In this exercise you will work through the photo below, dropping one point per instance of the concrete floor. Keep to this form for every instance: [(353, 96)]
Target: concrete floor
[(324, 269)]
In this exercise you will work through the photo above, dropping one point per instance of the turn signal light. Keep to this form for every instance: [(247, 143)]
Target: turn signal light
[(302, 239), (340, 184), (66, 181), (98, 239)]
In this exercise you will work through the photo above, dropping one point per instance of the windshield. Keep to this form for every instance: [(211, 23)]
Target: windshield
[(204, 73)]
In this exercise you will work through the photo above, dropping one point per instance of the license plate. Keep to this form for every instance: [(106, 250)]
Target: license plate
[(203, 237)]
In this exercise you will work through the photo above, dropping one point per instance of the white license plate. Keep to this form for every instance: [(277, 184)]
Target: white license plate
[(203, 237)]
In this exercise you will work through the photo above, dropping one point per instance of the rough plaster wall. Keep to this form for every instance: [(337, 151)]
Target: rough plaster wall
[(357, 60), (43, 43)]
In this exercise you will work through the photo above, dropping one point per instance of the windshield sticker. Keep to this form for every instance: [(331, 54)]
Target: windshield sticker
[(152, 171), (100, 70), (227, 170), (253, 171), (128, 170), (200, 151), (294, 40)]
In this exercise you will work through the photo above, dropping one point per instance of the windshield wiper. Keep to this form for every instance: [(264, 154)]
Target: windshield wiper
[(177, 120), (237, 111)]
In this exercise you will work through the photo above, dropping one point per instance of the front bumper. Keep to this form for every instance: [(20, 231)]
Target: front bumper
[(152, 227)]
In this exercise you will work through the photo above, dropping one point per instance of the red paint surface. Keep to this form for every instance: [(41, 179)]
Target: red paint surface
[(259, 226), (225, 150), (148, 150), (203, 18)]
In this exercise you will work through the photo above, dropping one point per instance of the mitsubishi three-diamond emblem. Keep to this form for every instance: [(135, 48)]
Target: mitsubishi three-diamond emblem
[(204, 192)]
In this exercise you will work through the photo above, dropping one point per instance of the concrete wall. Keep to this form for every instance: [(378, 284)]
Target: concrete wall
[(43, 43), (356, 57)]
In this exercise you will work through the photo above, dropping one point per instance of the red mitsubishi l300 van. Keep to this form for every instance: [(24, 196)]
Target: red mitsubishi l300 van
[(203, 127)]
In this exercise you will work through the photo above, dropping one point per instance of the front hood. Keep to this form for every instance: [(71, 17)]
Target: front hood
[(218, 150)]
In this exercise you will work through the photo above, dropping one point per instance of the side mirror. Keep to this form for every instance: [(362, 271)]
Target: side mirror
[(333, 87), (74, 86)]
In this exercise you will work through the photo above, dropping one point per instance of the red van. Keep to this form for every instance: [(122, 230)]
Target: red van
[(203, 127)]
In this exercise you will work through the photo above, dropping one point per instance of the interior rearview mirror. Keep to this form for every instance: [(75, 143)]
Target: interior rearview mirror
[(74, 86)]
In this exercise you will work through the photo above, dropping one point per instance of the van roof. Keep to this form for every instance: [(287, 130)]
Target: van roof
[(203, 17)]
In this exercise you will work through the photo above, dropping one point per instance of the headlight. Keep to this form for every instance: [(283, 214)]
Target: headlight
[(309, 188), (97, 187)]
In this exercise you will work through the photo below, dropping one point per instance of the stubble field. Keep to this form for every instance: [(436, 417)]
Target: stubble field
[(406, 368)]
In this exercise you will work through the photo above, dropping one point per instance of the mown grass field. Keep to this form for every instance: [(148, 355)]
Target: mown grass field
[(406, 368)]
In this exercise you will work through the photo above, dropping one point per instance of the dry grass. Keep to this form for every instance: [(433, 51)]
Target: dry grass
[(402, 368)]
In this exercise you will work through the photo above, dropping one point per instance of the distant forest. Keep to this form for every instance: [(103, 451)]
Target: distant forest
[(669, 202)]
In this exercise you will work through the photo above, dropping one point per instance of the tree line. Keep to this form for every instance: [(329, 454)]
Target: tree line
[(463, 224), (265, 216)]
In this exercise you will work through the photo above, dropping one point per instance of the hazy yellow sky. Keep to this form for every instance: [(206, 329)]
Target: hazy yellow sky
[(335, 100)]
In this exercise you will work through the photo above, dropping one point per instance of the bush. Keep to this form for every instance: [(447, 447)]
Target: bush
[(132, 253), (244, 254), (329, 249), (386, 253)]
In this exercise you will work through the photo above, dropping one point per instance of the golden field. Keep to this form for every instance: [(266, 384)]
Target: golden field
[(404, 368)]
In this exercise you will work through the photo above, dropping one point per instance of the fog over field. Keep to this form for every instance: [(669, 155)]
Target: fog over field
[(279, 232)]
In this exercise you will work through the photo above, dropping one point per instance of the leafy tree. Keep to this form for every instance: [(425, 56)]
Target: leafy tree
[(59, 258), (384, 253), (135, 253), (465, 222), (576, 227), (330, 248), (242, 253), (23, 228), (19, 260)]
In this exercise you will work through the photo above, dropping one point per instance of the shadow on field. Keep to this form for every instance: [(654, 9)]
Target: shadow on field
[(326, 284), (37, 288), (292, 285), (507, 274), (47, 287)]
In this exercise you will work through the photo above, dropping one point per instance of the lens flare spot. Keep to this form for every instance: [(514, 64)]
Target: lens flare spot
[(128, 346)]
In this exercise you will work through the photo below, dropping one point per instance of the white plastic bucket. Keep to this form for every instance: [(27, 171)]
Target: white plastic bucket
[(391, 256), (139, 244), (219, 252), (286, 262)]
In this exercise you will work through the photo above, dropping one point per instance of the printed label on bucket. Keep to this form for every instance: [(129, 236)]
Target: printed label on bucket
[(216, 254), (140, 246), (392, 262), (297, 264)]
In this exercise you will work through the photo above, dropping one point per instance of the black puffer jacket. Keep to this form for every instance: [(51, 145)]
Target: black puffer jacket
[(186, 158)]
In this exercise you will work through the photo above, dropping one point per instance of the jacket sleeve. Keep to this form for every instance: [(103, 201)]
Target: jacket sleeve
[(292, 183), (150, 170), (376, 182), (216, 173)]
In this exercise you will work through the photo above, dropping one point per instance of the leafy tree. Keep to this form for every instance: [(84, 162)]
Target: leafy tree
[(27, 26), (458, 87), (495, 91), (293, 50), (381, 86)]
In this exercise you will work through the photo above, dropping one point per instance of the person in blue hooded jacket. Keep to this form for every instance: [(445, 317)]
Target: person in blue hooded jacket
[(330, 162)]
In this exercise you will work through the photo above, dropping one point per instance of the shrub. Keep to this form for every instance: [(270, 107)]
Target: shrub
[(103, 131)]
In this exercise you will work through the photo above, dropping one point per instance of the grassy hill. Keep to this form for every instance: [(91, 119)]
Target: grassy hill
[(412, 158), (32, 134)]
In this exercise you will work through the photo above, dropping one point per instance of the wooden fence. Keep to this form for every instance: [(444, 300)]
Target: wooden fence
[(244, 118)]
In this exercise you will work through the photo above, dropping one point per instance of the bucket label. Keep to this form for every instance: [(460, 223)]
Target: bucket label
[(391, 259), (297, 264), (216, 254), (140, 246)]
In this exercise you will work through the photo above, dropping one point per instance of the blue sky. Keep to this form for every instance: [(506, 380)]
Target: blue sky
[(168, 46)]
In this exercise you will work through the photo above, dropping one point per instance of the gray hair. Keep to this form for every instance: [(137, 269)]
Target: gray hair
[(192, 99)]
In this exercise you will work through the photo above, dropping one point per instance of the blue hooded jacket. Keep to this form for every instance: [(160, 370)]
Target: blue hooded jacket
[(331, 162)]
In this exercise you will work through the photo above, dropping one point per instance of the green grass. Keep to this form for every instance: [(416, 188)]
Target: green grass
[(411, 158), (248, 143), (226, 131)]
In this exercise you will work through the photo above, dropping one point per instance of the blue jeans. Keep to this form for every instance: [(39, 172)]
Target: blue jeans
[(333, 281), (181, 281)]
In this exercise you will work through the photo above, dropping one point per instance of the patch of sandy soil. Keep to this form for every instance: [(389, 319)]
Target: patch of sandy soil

#####

◆ **TASK**
Could you extract from the listing the line containing "instance: [(378, 284)]", the line containing "[(43, 43), (356, 57)]", and every line between them, copying each one unchanged?

◆ **OUTPUT OF THE TASK**
In this exercise you will work through the photo above, dropping one point per instance of the concrete wall. Keep to this form for every instance: [(378, 284)]
Target: concrete wall
[(43, 43), (356, 57)]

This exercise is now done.